Study text =>
*** Begin section ***
Objective: To identify a relation between loss of muscle strength and vitamin D deficiency in ambulatory elderly persons not receiving vitamin D supplementation.
Design: Cross-sectional study.
Setting: All measurements were taken at the Department of Geriatrics, University Hospital, Basel, Switzerland.
Subjects: Three hundred nineteen patients (103 women, 216 men) selected by random sampling from participants in an ongoing interdisciplinary study on aging (mean age for women, 74.2 yrs; for men, 76.7 yrs).
Outcome measures: Leg extension power (LEP) and body mass index (BMI); serum values of 25-hydroxyvitamin D [calcidiol, 25(OH)D], 1,25-hydroxyvitamin D [calcitriol, 1,25(OH)2D], and intact parathyroid hormone (iPHT).
Results: Twelve percent of women and 18% of men had 25(OH)D values below the normal range (<12 ng/mL). Muscle strength was lower in older subjects (female: r = -.35; p = .0005/male: r = -.48; p < .0001) and was lower in women than in men (p < .0001). In men both 25(OH)D and 1,25(OH)2D was significantly correlated with LEP (r = 0.24; p = .0004/r = .14; p = .045). In women, only 1,25(OH)2D was significantly correlated with LEP (r = 0.22; p = .034). In an ANCOVA including all participants and explaining LEP by sex, age, BMI, 1,25(OH)2D, 25(OH)D, and iPTH, all factors showed significant effects except 25(OH)D and iPTH (r2 = .41).
*** End section ***
Material provided =>
*** Begin section ***
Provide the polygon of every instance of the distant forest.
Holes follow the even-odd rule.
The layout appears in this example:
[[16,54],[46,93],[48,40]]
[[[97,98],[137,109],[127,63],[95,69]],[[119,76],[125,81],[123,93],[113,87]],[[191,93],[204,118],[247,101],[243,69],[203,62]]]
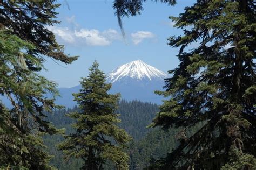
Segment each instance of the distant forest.
[[[77,107],[72,109],[61,109],[48,115],[47,120],[52,122],[57,128],[65,128],[65,133],[74,132],[71,125],[74,120],[65,116],[65,114],[78,110]],[[178,129],[171,128],[164,131],[159,128],[147,128],[152,119],[159,111],[158,105],[150,103],[144,103],[138,101],[127,101],[121,100],[119,102],[119,108],[117,113],[121,115],[121,123],[119,126],[125,130],[130,134],[133,140],[130,143],[126,152],[130,155],[130,169],[142,169],[150,165],[152,159],[158,159],[166,156],[178,146],[177,134]],[[203,123],[188,130],[188,134],[194,133]],[[44,137],[45,144],[48,146],[47,151],[54,155],[50,164],[58,169],[77,169],[83,164],[79,159],[72,159],[64,161],[62,152],[58,151],[55,147],[63,141],[60,135]],[[114,166],[107,162],[105,169],[113,169]]]

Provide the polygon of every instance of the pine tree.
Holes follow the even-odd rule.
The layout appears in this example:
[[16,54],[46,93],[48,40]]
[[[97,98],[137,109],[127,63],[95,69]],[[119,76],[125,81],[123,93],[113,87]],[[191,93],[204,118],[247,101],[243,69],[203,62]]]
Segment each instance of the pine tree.
[[[43,151],[42,135],[58,130],[44,121],[45,111],[59,107],[54,104],[55,83],[29,69],[26,62],[38,67],[42,61],[26,52],[34,46],[0,29],[0,94],[13,108],[8,109],[0,101],[0,165],[10,168],[49,169],[50,158]],[[44,95],[53,94],[48,99]]]
[[[56,9],[60,5],[56,0],[0,1],[0,28],[8,29],[12,34],[34,46],[30,55],[44,60],[44,56],[70,64],[77,56],[70,56],[64,52],[64,46],[58,44],[50,25],[59,23],[55,20]],[[25,61],[28,67],[38,70],[32,63]]]
[[0,94],[12,105],[8,109],[0,101],[1,168],[51,168],[41,136],[58,132],[44,120],[45,112],[59,108],[54,103],[58,93],[56,84],[37,72],[44,68],[45,56],[66,64],[77,59],[65,54],[47,29],[59,23],[55,1],[0,2]]
[[82,169],[102,169],[107,160],[118,169],[127,169],[129,157],[123,149],[130,137],[117,125],[120,115],[114,113],[119,94],[107,93],[111,84],[105,82],[98,67],[97,62],[93,63],[88,77],[82,79],[82,89],[73,95],[81,112],[68,115],[77,121],[73,125],[76,133],[66,136],[58,147],[66,159],[82,158]]
[[[184,128],[179,146],[152,168],[256,168],[255,9],[252,0],[198,0],[171,17],[184,30],[169,39],[180,47],[180,63],[157,91],[170,99],[151,126]],[[189,136],[186,129],[200,122]]]

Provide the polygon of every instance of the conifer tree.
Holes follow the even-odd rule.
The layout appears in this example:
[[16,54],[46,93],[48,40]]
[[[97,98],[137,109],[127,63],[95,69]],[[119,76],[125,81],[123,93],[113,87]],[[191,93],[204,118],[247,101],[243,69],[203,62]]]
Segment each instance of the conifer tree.
[[[197,1],[171,17],[184,35],[169,38],[180,62],[169,71],[166,100],[151,126],[184,127],[179,146],[152,168],[256,168],[254,1]],[[191,50],[186,48],[198,44]],[[191,136],[186,129],[205,124]]]
[[84,161],[82,169],[100,169],[106,160],[113,162],[117,169],[128,168],[129,155],[123,149],[130,137],[117,124],[115,114],[119,94],[109,94],[111,84],[105,82],[105,75],[95,62],[87,78],[81,81],[79,93],[73,94],[80,112],[69,116],[77,122],[73,125],[76,133],[65,137],[58,145],[65,158],[72,156]]
[[[45,111],[59,108],[53,102],[56,84],[28,68],[26,62],[42,67],[40,59],[26,52],[33,49],[32,44],[6,29],[0,29],[0,94],[13,107],[8,109],[0,100],[0,165],[50,169],[41,136],[58,131],[44,121]],[[46,93],[53,98],[46,98]]]
[[51,168],[41,136],[58,132],[44,121],[46,112],[59,108],[54,103],[58,93],[56,84],[37,72],[45,57],[66,64],[77,59],[66,55],[47,29],[59,23],[55,1],[0,2],[0,95],[11,104],[7,109],[0,101],[1,168]]

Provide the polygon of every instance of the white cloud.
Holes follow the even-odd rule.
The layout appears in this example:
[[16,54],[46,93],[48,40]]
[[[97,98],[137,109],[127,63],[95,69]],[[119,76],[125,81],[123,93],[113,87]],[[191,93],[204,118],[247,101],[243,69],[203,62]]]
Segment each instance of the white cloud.
[[95,29],[82,29],[79,31],[75,31],[75,36],[83,38],[87,45],[91,46],[106,46],[111,42],[103,36],[98,30]]
[[149,31],[140,31],[131,34],[132,40],[135,45],[142,42],[145,39],[153,38],[155,35]]
[[78,26],[78,24],[76,22],[76,17],[75,15],[72,15],[72,16],[70,17],[66,17],[66,20],[68,22],[68,23],[71,24],[76,26]]
[[47,27],[47,29],[52,31],[55,34],[60,37],[67,42],[73,43],[75,42],[75,39],[73,38],[72,32],[66,27],[58,27],[50,26]]
[[99,31],[96,29],[81,29],[70,30],[68,27],[49,26],[58,38],[65,42],[75,44],[86,44],[89,46],[107,46],[113,41],[120,40],[120,34],[115,30],[109,29]]

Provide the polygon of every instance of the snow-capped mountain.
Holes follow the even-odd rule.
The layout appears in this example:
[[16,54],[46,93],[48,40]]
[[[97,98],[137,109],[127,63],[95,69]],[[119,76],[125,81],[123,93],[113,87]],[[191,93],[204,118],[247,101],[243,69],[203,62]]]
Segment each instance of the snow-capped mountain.
[[119,66],[107,74],[112,84],[111,93],[120,93],[122,98],[159,104],[163,99],[154,93],[163,90],[167,74],[138,60]]
[[[107,74],[107,82],[111,83],[110,93],[121,93],[122,98],[128,101],[138,100],[160,104],[163,99],[154,93],[154,90],[162,90],[164,79],[166,74],[141,60],[133,61],[124,64]],[[70,108],[76,103],[73,101],[72,93],[78,93],[80,85],[70,88],[60,88],[61,97],[56,103]]]
[[[163,97],[155,94],[154,91],[163,90],[164,79],[167,77],[162,71],[138,60],[119,66],[107,74],[107,82],[112,84],[110,93],[120,93],[122,98],[160,104]],[[58,88],[61,97],[56,103],[72,108],[76,104],[72,94],[78,93],[80,89],[80,85]],[[6,98],[2,96],[0,100],[10,107]]]
[[138,60],[117,67],[107,74],[107,80],[111,83],[114,83],[127,77],[137,80],[163,80],[166,77],[167,75],[162,71]]

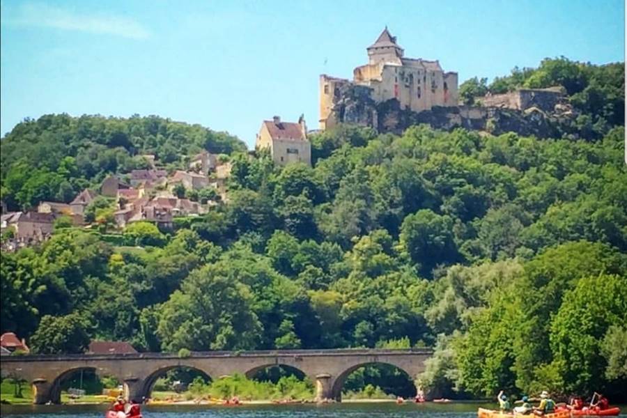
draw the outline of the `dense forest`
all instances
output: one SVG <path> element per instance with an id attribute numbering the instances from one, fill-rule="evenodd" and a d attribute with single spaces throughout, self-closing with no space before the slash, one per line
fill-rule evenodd
<path id="1" fill-rule="evenodd" d="M 204 148 L 233 171 L 228 203 L 173 230 L 138 222 L 116 242 L 59 229 L 3 252 L 2 331 L 44 353 L 93 338 L 174 353 L 433 346 L 419 380 L 433 396 L 624 396 L 627 171 L 612 124 L 596 141 L 339 126 L 311 136 L 313 167 L 280 167 L 156 118 L 25 121 L 2 140 L 13 207 L 59 192 L 39 176 L 77 189 L 144 153 L 176 164 Z"/>
<path id="2" fill-rule="evenodd" d="M 46 115 L 19 123 L 0 142 L 0 196 L 14 210 L 41 201 L 69 202 L 109 173 L 148 168 L 146 155 L 172 170 L 202 150 L 245 149 L 226 133 L 157 116 Z"/>

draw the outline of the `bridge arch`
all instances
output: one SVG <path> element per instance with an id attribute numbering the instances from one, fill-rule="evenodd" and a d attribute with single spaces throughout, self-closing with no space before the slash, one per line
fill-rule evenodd
<path id="1" fill-rule="evenodd" d="M 121 385 L 123 385 L 124 383 L 124 380 L 119 376 L 105 369 L 96 368 L 95 366 L 79 366 L 76 367 L 70 367 L 59 373 L 59 375 L 57 375 L 56 377 L 55 377 L 54 379 L 52 380 L 52 381 L 50 382 L 50 389 L 49 393 L 47 394 L 49 400 L 52 401 L 52 403 L 61 403 L 62 384 L 68 378 L 81 371 L 93 371 L 97 376 L 100 378 L 102 378 L 104 376 L 111 376 L 115 378 Z M 33 391 L 35 392 L 34 395 L 36 398 L 36 392 L 38 390 L 38 387 L 34 384 L 33 385 Z"/>
<path id="2" fill-rule="evenodd" d="M 339 374 L 338 374 L 335 378 L 333 380 L 332 383 L 331 385 L 331 396 L 333 399 L 341 401 L 342 399 L 342 389 L 343 389 L 344 384 L 346 382 L 346 379 L 348 378 L 350 374 L 366 366 L 376 366 L 376 365 L 385 365 L 385 366 L 391 366 L 397 370 L 400 370 L 403 372 L 405 374 L 408 376 L 410 380 L 412 382 L 412 385 L 415 385 L 414 381 L 416 378 L 416 374 L 413 370 L 410 368 L 405 367 L 403 364 L 395 364 L 394 362 L 385 362 L 385 361 L 368 361 L 357 363 L 350 366 L 350 367 L 346 368 Z"/>
<path id="3" fill-rule="evenodd" d="M 171 370 L 176 369 L 188 369 L 196 372 L 200 372 L 201 373 L 207 376 L 210 380 L 212 380 L 214 378 L 211 371 L 206 370 L 197 366 L 192 366 L 191 364 L 186 364 L 168 365 L 163 367 L 160 367 L 157 370 L 155 370 L 154 371 L 150 373 L 141 382 L 141 385 L 139 388 L 137 388 L 135 390 L 129 390 L 127 392 L 127 397 L 129 398 L 130 400 L 137 399 L 138 401 L 141 401 L 141 398 L 144 397 L 150 397 L 153 389 L 155 386 L 155 384 L 157 382 L 157 380 L 165 375 Z"/>

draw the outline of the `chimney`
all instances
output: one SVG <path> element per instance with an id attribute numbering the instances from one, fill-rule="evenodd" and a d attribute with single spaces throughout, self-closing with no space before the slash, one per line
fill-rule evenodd
<path id="1" fill-rule="evenodd" d="M 300 130 L 302 132 L 302 138 L 303 139 L 307 139 L 307 125 L 304 121 L 304 115 L 301 114 L 300 117 L 298 118 L 298 125 L 300 125 Z"/>

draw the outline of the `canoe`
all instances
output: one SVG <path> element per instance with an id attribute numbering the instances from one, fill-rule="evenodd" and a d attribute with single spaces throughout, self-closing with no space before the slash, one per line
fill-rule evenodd
<path id="1" fill-rule="evenodd" d="M 621 413 L 621 408 L 610 408 L 602 410 L 585 408 L 573 410 L 572 412 L 573 415 L 576 417 L 615 417 Z"/>
<path id="2" fill-rule="evenodd" d="M 501 411 L 495 411 L 493 410 L 479 408 L 477 411 L 479 418 L 511 418 L 512 417 L 536 417 L 533 414 L 514 414 L 513 412 L 502 412 Z M 545 414 L 542 415 L 544 418 L 570 418 L 571 412 L 569 411 L 557 411 L 553 414 Z"/>
<path id="3" fill-rule="evenodd" d="M 104 414 L 104 418 L 141 418 L 141 415 L 133 415 L 132 417 L 127 417 L 126 414 L 123 412 L 109 410 Z"/>

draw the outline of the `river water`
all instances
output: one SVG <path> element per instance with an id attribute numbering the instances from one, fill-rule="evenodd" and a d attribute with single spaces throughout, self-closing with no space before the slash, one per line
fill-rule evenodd
<path id="1" fill-rule="evenodd" d="M 454 403 L 416 405 L 394 403 L 340 403 L 334 405 L 256 405 L 236 407 L 176 405 L 145 406 L 144 418 L 409 418 L 435 417 L 470 418 L 477 417 L 479 406 L 495 408 L 494 404 Z M 20 418 L 102 418 L 106 405 L 1 405 L 2 417 Z M 621 408 L 623 412 L 627 409 Z M 627 417 L 627 415 L 621 415 Z"/>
*** End section ***
Explore the material =>
#1 Using the study abstract, rewrite the stretch from "Objective: To identify" through "men, 76.7 yrs).", replacing "Basel" with "Bern".
#2 According to the study abstract, why was this study carried out?

Answers to this exercise =>
#1
Objective: To identify a relation between loss of muscle strength and vitamin D deficiency in ambulatory elderly persons not receiving vitamin D supplementation.
Design: Cross-sectional study.
Setting: All measurements were taken at the Department of Geriatrics, University Hospital, Bern, Switzerland.
Subjects: Three hundred nineteen patients (103 women, 216 men) selected by random sampling from participants in an ongoing interdisciplinary study on aging (mean age for women, 74.2 yrs; for men, 76.7 yrs).

#2 It was carried out to identify a relation between loss of muscle strength and vitamin D deficiency in ambulatory elderly persons who were not receiving vitamin D supplementation.